Pointing dataset records
# # # # #
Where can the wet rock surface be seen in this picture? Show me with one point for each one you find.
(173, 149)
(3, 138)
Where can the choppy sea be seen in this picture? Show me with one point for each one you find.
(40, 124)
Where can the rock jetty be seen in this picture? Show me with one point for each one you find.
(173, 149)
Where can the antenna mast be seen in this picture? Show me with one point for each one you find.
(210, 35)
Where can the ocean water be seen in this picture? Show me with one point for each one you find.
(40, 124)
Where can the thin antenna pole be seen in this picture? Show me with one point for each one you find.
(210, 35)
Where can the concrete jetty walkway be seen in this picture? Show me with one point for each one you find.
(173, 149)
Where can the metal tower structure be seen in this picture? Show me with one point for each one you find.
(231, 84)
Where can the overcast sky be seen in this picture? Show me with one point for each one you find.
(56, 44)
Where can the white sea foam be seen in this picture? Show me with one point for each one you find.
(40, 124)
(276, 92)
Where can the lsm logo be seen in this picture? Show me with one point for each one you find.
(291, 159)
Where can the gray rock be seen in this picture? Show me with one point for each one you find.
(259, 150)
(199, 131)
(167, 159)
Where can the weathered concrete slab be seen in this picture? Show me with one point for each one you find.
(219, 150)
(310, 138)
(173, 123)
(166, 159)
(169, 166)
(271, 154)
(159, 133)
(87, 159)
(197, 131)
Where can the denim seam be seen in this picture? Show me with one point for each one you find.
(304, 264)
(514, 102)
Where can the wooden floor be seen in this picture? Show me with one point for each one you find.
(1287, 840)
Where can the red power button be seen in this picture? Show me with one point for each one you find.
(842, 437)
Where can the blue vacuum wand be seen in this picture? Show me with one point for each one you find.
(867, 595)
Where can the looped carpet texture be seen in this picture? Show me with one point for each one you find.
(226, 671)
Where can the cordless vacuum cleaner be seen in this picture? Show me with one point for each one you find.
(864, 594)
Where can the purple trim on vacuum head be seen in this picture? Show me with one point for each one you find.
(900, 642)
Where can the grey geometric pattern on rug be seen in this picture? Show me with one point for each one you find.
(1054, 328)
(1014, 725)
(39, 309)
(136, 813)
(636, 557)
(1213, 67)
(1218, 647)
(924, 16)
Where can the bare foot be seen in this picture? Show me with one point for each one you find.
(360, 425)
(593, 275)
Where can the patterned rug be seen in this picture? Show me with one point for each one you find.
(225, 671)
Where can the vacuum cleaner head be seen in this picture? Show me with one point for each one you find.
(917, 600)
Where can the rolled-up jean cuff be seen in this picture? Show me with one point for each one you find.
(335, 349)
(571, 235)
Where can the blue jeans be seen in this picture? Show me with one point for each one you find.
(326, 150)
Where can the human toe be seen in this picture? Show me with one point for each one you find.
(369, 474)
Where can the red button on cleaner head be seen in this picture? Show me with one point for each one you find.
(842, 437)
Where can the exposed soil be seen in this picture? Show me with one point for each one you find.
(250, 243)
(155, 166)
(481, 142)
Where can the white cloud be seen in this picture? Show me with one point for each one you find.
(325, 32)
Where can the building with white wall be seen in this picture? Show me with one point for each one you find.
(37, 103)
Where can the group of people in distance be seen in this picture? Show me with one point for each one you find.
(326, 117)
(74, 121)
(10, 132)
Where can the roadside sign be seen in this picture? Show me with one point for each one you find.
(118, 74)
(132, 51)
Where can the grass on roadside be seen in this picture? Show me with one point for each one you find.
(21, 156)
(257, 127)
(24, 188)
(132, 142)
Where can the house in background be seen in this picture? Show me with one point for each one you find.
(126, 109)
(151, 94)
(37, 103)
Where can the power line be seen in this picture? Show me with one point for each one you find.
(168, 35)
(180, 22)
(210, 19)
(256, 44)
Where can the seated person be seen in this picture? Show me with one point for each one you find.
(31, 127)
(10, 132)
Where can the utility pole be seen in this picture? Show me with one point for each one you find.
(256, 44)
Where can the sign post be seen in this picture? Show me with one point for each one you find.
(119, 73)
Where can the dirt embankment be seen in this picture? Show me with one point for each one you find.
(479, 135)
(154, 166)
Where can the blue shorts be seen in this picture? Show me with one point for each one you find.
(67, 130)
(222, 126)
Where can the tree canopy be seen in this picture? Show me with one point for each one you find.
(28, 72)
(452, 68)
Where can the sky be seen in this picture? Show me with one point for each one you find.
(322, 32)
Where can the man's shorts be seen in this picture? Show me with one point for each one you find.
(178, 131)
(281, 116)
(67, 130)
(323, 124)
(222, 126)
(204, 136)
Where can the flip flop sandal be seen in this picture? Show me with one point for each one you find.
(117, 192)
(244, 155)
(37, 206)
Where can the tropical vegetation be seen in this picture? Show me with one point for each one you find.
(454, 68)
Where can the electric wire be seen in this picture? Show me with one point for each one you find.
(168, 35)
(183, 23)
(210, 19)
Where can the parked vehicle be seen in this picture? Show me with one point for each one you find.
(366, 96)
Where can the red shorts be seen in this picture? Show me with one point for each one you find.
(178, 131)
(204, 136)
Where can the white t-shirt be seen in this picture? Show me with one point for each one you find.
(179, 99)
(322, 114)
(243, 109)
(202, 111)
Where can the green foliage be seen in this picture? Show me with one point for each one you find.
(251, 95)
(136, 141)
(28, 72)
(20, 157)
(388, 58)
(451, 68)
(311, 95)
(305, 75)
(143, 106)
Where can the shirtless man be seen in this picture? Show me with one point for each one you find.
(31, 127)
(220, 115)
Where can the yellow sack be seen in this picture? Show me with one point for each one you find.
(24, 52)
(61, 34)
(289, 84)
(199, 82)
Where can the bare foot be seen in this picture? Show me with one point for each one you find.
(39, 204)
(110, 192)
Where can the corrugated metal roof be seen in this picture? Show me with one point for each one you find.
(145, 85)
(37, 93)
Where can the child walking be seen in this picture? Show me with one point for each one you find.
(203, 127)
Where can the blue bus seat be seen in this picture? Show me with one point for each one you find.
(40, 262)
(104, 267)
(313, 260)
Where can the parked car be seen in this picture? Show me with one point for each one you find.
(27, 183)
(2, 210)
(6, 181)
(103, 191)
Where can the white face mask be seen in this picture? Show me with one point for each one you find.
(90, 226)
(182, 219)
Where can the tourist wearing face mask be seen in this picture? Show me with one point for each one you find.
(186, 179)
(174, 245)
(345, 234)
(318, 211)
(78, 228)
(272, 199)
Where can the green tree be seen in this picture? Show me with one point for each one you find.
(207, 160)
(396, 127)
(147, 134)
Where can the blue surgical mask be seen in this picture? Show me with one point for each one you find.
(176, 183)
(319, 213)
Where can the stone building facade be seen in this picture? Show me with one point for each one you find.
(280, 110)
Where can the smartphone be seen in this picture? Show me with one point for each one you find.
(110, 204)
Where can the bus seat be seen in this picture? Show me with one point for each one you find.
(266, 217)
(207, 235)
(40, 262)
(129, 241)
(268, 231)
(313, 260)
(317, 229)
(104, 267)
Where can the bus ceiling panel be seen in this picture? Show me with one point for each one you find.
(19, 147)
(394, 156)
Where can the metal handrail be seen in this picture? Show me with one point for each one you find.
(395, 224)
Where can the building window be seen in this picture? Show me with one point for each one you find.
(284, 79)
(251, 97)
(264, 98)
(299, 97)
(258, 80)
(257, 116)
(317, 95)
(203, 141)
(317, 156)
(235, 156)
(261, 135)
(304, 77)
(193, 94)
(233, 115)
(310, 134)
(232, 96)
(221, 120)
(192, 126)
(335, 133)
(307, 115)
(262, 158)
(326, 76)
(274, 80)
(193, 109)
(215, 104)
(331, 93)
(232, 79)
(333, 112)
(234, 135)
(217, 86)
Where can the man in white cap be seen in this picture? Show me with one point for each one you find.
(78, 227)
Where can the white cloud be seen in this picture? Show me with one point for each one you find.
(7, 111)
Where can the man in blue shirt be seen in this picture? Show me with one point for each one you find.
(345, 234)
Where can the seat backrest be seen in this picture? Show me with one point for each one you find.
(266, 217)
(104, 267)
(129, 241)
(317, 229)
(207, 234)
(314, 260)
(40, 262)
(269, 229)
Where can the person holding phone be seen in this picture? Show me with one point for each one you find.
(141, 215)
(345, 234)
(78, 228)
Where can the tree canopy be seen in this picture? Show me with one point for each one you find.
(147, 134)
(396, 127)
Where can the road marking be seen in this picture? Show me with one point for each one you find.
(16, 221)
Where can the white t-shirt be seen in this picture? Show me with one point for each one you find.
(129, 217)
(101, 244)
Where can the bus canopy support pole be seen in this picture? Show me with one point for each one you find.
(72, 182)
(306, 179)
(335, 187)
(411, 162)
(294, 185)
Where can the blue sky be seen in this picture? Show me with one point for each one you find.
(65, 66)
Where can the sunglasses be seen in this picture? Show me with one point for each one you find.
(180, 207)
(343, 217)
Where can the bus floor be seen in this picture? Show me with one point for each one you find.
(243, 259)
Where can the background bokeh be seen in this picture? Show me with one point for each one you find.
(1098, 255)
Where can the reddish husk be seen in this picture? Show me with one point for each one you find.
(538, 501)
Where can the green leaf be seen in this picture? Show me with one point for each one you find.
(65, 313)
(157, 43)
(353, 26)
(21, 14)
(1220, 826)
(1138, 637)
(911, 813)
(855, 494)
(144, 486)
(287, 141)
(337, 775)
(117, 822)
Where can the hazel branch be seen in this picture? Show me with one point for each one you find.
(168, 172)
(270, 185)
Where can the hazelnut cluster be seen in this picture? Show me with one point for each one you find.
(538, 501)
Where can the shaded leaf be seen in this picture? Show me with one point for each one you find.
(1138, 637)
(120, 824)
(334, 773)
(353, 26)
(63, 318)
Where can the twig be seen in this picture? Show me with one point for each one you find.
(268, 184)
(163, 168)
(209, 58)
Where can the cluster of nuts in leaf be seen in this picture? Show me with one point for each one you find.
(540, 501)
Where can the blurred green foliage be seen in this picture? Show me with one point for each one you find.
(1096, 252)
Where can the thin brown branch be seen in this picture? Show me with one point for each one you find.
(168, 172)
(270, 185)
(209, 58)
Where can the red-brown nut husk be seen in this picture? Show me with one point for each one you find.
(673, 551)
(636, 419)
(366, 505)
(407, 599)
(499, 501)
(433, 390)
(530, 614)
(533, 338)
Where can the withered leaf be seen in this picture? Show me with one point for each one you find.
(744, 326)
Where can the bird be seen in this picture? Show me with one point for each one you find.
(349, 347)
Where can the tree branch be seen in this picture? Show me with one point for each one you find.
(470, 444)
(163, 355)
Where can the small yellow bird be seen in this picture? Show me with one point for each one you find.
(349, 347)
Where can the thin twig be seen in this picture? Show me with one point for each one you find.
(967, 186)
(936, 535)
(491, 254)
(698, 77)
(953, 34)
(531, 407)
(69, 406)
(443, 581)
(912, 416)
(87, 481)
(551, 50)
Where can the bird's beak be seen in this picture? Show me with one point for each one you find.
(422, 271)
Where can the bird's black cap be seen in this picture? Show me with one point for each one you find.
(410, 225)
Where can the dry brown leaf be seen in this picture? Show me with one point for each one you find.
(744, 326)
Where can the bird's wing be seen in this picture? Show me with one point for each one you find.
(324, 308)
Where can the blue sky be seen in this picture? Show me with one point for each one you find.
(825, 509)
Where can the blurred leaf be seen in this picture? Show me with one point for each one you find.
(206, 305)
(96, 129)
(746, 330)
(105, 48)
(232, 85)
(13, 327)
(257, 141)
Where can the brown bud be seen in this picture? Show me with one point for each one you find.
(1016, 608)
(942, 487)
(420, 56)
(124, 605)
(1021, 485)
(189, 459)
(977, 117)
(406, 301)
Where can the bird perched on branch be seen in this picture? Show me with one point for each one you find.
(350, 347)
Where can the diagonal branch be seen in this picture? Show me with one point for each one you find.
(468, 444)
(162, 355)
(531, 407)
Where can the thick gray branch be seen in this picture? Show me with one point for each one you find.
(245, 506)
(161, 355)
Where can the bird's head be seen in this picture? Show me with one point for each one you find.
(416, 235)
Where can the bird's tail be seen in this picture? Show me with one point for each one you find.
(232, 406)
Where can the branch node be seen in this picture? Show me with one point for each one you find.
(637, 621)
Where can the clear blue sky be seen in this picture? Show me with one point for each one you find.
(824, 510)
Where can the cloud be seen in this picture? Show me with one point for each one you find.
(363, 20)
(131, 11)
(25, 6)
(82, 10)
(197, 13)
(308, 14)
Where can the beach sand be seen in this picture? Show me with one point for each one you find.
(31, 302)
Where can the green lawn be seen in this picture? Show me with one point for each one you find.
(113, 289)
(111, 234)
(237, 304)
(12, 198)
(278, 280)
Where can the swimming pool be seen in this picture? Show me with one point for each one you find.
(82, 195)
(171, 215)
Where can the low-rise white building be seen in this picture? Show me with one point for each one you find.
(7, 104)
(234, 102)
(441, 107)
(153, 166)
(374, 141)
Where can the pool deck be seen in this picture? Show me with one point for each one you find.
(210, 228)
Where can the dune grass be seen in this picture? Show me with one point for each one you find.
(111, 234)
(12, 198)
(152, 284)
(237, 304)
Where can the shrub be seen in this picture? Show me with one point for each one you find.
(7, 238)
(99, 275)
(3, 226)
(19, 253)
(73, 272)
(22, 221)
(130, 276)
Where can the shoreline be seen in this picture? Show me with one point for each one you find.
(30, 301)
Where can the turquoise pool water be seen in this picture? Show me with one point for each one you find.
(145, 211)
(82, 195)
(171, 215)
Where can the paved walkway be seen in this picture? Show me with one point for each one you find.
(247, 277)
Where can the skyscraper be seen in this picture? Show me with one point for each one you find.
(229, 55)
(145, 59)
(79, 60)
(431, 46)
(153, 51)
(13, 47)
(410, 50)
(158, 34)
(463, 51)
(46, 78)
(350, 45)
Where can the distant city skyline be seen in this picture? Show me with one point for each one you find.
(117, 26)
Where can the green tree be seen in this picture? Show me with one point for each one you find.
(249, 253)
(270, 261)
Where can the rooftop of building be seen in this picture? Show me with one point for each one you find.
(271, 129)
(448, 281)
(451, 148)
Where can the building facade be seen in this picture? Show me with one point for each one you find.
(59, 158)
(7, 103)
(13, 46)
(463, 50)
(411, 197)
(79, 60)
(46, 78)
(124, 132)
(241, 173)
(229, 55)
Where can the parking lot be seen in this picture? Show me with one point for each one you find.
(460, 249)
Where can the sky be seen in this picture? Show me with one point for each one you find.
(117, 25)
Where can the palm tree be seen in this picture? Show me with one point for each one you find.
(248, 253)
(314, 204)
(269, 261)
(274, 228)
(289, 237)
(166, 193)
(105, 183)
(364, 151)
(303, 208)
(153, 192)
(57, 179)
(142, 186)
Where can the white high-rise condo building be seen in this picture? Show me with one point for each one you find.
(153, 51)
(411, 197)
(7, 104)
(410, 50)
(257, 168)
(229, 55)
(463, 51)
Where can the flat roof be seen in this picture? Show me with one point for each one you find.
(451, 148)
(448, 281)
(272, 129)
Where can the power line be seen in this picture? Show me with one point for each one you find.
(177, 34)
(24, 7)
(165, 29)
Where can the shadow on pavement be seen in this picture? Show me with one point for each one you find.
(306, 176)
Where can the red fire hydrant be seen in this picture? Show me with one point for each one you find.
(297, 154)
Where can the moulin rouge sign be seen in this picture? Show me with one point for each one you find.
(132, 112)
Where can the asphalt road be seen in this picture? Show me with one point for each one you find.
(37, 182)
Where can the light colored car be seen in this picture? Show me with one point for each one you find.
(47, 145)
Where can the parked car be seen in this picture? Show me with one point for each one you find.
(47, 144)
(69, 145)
# # # # #
**Problem:**
Beginning with the line that contains "Where can the distant", repeat every line through the end of the records and nothing more.

**Task result:**
Where can the distant city skyline be seen in this picture? Show me with one point for each one you find.
(117, 26)
Where can the green tree be seen in this picture? Show me with one point for each one you find.
(249, 253)
(270, 261)
Where can the rooftop of building be seen in this picture? Show me with one point for each one you find.
(271, 129)
(448, 281)
(451, 148)
Where can the building facade be seen in this picture? Show me with one point for each one you find.
(59, 158)
(7, 103)
(13, 46)
(463, 50)
(411, 197)
(79, 60)
(46, 78)
(124, 132)
(241, 173)
(229, 55)
Where can the parking lot be seen in this picture? Show me with one point for each one you find.
(460, 249)
Where can the sky be seen in this picture? Show me with one point for each one you find.
(117, 25)
Where can the palm tree be seen in this picture? Show me with one point for each one you find.
(248, 253)
(314, 204)
(269, 261)
(274, 228)
(289, 237)
(166, 193)
(105, 183)
(364, 151)
(303, 208)
(153, 192)
(57, 179)
(142, 186)
Where can the white high-rise condo building be seen in this picture? Show me with one point for each one you find.
(153, 51)
(411, 197)
(7, 104)
(410, 50)
(257, 168)
(229, 55)
(463, 51)
Where can the flat roof be seen in this picture? Show me with one point for each one you find.
(451, 148)
(448, 281)
(272, 129)
Where can the power line be seen in this picture? Show me with one point for each one you find.
(177, 34)
(24, 7)
(165, 29)
Where can the shadow on pavement be seen in this picture? Show me with one point for each one you find.
(306, 176)
Where can the red fire hydrant be seen in this picture? Show me with one point for each one you find.
(297, 154)
Where can the moulin rouge sign be seen in this picture? Show me with one point for each one you find.
(132, 112)
Where can the asphalt road be seen in this picture? Show me with one point for each one you find.
(37, 182)
Where can the light colored car be seen in this picture? Show me with one point for each one you find.
(47, 145)
Where can the parked car be seen in this picture? Show me with one point for each one you find.
(47, 144)
(69, 145)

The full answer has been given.